The tasks:
1) In the arts news roundup, why is Kyle Kuchirka unsure whether he will appeal his five-year ban from the US?
2) From the arts news roundup, write out the passage that begins at the words "Earlier this week, we" and stops after "Global News, APTN)".

Text provided:
-- start --

Earlier this week, we reported on some of the Global Climate Strike activity in Canada’s art institution sector. But a lot more has happened, too. Here’s an overview.
A totem pole was vandalized, then returned, at the Montreal Museum of Fine Arts. Security footage from late September shows that two individuals removed a hand from Kwakiutl artist Charles Joseph’s Residential School Totem Pole, which has been installed outside the museum for the past two years. The museum then issued an appeal for the hand to be returned. On October 2, the museum stated that the hand had been returned overnight on October 1 with a note of apology. “Both the artist and owner are reportedly ‘very pleased with this conclusion,’” says APTN. “The museum will be working to restore the piece to its original form.” (APTN, Global News, APTN)
A Saskatchewan man has been barred from the US for five years after trying to volunteer at an arts festival in Washington State. “Kyle Kuchirka, 25, an actor and recent graduate of the University of Saskatchewan’s drama department, said he tried to cross the U.S. border…to volunteer his skills at the Sh’Bang Art Festival near Bellingham, Wash.,” the CBC reports. US customs officials reportedly took issue with whether Kuchirka, who is also a set designer, was volunteering or doing paid work without authorization. Appeal of the five-year ban is possible, but Kuchirka isn’t sure he will proceed, given the cost. (CBC Saskatoon)
Discussing the appropriation of Indigenous music in Canadian art song. A new podcast episode is looking at this topic in conversation with Kwagiulth and Stó:lo mezzo-soprano Marion Newman and Métis composer Ian Cusson. And yes, “Land of the Silver Birch” may be up for needed critique. (CBC Music)
Public Art
A permanent stained-glass memorial to missing and murdered Indigenous women has been unveiled at Mount Allison University in New Brunswick. Pauline Young’s She Lights the Way is installed at the Wallace McCain Student Centre. Young is a Mi’kmaq artist who lives in Whitney, New Brunswick. A red dress is a central feature of the work. The project was funded by a federal grant specifically directed at projects paying tribute to missing and murdered Indigenous women. (CBC New Brunswick)
Public art in PEI goes beyond the celebration of Confederation. Mi’kmaq photographer Patricia Bourque and Maria Campbell, a painter of European ancestry, have joined together to create a public art exhibit in Charlottetown about missing and murdered Indigenous women and girls. “I want to see more Mi’kmaq representation not only just in Charlottetown but across Prince Edward Island,” said Bourque. (CBC Prince Edward Island)

-- end --

Data listing:
-- start --

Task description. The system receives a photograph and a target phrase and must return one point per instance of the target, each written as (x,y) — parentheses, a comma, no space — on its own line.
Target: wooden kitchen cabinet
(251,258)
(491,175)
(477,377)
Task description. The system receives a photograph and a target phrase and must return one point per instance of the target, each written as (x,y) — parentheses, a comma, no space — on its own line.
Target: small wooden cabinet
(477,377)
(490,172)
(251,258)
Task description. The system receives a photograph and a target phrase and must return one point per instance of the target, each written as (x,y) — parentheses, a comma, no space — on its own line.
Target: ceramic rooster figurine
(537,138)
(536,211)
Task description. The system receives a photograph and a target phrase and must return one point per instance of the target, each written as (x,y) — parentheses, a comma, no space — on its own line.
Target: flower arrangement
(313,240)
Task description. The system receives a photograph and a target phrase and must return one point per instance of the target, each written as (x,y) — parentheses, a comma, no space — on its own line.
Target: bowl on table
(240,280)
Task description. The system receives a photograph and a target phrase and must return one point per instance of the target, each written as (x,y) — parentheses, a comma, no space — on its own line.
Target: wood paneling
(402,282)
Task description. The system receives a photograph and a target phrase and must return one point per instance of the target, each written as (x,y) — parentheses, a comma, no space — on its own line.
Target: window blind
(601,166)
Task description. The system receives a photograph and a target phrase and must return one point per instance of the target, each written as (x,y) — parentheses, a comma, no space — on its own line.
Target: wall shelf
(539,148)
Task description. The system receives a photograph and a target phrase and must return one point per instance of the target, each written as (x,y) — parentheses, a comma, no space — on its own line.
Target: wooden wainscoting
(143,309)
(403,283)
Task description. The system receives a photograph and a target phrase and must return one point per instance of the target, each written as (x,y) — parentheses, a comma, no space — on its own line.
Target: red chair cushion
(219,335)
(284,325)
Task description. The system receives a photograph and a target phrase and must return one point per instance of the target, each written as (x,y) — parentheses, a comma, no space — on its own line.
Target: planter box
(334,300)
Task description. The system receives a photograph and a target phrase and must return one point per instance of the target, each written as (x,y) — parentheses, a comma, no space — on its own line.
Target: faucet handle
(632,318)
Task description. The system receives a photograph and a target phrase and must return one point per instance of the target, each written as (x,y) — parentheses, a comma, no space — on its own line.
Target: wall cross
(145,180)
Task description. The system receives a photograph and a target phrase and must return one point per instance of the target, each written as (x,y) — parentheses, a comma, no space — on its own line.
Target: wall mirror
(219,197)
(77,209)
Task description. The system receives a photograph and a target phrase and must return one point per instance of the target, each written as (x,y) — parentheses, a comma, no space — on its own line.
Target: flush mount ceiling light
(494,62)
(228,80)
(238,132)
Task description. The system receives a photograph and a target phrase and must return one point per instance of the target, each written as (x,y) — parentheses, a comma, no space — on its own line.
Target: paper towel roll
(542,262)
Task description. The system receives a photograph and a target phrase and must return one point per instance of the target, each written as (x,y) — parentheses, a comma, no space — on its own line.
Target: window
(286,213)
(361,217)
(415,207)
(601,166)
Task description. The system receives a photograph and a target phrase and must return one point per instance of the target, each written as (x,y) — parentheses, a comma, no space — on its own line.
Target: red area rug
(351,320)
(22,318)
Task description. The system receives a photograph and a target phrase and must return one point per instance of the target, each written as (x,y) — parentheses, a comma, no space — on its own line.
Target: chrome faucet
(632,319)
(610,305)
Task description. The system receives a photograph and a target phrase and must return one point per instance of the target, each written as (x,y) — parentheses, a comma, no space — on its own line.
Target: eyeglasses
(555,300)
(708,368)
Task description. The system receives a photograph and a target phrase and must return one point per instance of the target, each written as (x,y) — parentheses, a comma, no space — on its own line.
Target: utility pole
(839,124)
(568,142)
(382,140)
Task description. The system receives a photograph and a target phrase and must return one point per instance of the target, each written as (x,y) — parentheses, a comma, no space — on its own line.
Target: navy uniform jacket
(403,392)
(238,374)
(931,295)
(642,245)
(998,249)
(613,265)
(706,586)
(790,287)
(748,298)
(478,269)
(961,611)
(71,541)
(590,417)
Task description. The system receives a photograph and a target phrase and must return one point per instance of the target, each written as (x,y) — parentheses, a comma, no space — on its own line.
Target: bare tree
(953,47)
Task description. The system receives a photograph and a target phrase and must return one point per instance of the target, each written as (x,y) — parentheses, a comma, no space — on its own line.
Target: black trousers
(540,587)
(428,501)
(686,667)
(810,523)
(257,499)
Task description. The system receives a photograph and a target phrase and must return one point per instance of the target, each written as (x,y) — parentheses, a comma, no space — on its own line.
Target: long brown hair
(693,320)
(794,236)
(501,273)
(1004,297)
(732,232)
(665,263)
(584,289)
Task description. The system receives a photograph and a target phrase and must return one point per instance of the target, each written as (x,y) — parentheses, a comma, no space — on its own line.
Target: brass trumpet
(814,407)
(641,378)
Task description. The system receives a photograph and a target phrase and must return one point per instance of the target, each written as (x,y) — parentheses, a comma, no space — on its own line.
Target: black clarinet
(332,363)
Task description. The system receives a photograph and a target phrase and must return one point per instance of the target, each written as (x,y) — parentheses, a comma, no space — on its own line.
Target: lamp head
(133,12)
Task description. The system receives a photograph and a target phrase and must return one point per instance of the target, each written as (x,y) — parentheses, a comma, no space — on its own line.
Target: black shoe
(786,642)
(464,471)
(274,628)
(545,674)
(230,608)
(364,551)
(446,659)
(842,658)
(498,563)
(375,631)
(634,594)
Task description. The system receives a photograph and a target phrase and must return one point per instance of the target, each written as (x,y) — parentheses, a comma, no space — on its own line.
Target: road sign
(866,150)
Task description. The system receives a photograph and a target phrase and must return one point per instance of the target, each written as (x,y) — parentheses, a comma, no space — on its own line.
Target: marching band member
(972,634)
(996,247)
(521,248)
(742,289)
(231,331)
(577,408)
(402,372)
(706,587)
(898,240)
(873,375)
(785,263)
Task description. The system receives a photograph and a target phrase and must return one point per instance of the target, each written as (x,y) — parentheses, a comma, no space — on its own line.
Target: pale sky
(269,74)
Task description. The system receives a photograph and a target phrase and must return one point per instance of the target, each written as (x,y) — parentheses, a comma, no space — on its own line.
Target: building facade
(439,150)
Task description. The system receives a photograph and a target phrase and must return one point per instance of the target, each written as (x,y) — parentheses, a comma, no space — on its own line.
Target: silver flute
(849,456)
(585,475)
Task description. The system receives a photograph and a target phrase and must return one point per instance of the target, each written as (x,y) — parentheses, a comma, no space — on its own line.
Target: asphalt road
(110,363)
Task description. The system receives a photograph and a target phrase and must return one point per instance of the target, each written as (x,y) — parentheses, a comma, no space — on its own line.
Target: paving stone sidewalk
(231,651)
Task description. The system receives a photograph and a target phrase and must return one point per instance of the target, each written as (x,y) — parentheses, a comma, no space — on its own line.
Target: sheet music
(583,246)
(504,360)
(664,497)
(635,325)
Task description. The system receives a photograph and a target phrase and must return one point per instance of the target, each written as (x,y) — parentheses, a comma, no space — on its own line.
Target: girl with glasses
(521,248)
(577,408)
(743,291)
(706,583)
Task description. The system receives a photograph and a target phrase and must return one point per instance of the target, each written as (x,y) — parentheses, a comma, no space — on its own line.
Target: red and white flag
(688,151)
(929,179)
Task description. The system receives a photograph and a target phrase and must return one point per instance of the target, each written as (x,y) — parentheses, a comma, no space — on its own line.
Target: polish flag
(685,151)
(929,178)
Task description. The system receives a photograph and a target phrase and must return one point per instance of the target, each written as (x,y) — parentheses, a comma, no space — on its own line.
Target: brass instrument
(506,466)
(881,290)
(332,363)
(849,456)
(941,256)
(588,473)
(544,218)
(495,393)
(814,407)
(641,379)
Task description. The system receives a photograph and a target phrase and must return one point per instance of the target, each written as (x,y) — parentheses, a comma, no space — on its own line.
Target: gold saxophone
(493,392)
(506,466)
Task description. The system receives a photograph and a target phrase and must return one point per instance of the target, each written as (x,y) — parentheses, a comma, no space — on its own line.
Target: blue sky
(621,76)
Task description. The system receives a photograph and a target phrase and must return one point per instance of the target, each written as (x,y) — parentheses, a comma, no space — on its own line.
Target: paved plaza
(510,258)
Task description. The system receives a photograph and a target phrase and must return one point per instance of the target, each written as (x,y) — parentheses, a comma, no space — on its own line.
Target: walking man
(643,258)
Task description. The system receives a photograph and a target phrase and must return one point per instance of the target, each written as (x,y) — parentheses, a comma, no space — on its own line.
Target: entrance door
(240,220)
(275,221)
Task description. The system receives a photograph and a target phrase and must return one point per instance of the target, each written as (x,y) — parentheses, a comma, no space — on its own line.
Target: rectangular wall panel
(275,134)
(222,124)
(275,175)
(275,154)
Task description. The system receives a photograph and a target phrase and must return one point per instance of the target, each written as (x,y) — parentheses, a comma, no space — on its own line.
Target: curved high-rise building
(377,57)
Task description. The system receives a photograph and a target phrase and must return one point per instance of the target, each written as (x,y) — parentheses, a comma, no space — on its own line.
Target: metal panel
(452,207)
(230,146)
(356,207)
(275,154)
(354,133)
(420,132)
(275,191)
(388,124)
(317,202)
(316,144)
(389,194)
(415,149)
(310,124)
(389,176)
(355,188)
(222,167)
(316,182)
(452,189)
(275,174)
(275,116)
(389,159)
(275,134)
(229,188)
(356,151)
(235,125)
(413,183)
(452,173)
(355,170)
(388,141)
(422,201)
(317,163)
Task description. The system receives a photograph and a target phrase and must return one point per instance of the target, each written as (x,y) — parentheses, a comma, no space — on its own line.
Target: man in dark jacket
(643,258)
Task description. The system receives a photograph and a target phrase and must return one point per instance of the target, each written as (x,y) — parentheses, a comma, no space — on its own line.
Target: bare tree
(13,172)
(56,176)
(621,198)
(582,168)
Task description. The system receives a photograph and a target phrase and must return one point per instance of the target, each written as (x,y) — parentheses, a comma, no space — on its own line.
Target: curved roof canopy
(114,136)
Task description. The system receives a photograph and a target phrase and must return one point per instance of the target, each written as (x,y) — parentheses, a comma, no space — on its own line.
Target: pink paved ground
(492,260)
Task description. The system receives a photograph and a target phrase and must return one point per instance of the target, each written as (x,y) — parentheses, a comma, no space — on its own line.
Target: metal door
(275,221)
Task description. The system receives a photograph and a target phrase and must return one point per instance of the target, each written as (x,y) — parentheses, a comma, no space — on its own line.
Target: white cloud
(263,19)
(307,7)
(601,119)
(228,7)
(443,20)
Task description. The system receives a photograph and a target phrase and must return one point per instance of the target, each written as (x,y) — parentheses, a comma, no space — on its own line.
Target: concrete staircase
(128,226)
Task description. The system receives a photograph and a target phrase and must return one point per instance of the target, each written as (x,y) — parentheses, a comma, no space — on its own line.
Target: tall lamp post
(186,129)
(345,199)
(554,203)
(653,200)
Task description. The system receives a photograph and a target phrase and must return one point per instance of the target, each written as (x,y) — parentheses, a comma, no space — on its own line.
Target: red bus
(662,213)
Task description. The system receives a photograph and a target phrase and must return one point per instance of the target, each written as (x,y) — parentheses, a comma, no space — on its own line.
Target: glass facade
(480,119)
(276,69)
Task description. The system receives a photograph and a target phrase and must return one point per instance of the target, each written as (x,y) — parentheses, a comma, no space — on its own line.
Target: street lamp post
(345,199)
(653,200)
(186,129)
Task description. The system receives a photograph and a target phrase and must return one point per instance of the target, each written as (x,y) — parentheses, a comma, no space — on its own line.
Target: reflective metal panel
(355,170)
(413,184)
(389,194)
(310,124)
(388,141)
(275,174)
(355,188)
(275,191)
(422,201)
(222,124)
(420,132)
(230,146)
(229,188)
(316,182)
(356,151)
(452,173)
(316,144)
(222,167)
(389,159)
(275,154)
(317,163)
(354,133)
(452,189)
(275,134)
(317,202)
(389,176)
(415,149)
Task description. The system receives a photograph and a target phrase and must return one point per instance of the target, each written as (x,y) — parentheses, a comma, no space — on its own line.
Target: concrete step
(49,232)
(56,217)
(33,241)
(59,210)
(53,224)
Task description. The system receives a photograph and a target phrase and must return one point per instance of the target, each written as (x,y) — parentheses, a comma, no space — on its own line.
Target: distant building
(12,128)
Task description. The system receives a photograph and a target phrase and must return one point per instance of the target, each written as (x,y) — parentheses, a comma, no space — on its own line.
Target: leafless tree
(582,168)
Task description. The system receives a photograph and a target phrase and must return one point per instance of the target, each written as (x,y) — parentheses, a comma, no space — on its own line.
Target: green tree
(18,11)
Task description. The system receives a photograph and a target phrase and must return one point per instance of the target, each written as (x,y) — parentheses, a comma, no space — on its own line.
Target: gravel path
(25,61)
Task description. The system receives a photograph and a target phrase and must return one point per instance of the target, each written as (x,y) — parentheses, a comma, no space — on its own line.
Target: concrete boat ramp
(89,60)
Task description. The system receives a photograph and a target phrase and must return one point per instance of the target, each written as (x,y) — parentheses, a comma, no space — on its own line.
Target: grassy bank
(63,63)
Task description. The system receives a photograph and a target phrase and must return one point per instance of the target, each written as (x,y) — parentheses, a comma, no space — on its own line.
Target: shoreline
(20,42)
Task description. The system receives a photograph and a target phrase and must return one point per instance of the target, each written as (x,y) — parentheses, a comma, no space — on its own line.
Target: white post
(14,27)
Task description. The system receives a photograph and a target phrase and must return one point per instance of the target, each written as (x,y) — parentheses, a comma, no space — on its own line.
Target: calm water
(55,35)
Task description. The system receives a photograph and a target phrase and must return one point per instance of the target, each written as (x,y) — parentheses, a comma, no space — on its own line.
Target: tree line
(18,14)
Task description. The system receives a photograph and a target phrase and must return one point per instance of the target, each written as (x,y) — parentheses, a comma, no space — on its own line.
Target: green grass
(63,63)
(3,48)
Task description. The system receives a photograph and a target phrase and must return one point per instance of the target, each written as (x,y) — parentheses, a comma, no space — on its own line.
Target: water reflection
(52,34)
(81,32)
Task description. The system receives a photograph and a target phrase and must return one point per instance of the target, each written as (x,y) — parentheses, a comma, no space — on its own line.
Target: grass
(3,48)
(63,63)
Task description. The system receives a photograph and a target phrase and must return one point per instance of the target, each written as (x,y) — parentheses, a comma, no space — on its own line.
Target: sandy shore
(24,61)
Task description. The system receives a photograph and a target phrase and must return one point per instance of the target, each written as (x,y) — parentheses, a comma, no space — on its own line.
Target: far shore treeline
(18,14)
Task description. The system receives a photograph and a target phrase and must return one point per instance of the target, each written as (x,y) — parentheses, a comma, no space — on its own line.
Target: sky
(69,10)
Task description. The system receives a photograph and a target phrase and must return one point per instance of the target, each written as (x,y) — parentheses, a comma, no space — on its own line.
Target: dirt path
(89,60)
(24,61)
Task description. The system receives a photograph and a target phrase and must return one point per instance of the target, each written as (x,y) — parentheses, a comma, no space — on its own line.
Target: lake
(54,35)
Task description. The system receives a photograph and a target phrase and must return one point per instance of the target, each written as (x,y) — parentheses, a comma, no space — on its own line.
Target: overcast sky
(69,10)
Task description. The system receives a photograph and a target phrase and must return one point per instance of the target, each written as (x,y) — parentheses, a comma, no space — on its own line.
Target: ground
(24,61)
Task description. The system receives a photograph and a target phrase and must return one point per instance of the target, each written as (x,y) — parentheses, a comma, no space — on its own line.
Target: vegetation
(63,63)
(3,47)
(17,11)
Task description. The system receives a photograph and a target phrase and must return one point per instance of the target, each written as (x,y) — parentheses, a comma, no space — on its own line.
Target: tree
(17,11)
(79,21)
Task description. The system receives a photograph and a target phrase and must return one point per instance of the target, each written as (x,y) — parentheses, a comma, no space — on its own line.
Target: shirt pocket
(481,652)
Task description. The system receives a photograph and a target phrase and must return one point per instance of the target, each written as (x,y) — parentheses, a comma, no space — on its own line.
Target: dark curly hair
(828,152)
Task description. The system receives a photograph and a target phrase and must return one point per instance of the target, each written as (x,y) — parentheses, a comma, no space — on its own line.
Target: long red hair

-- end --

Responses in order:
1) He is unsure because of the cost of an appeal.

2)
Earlier this week, we reported on some of the Global Climate Strike activity in Canada’s art institution sector. But a lot more has happened, too. Here’s an overview.
A totem pole was vandalized, then returned, at the Montreal Museum of Fine Arts. Security footage from late September shows that two individuals removed a hand from Kwakiutl artist Charles Joseph’s Residential School Totem Pole, which has been installed outside the museum for the past two years. The museum then issued an appeal for the hand to be returned. On October 2, the museum stated that the hand had been returned overnight on October 1 with a note of apology. “Both the artist and owner are reportedly ‘very pleased with this conclusion,’” says APTN. “The museum will be working to restore the piece to its original form.” (APTN, Global News, APTN)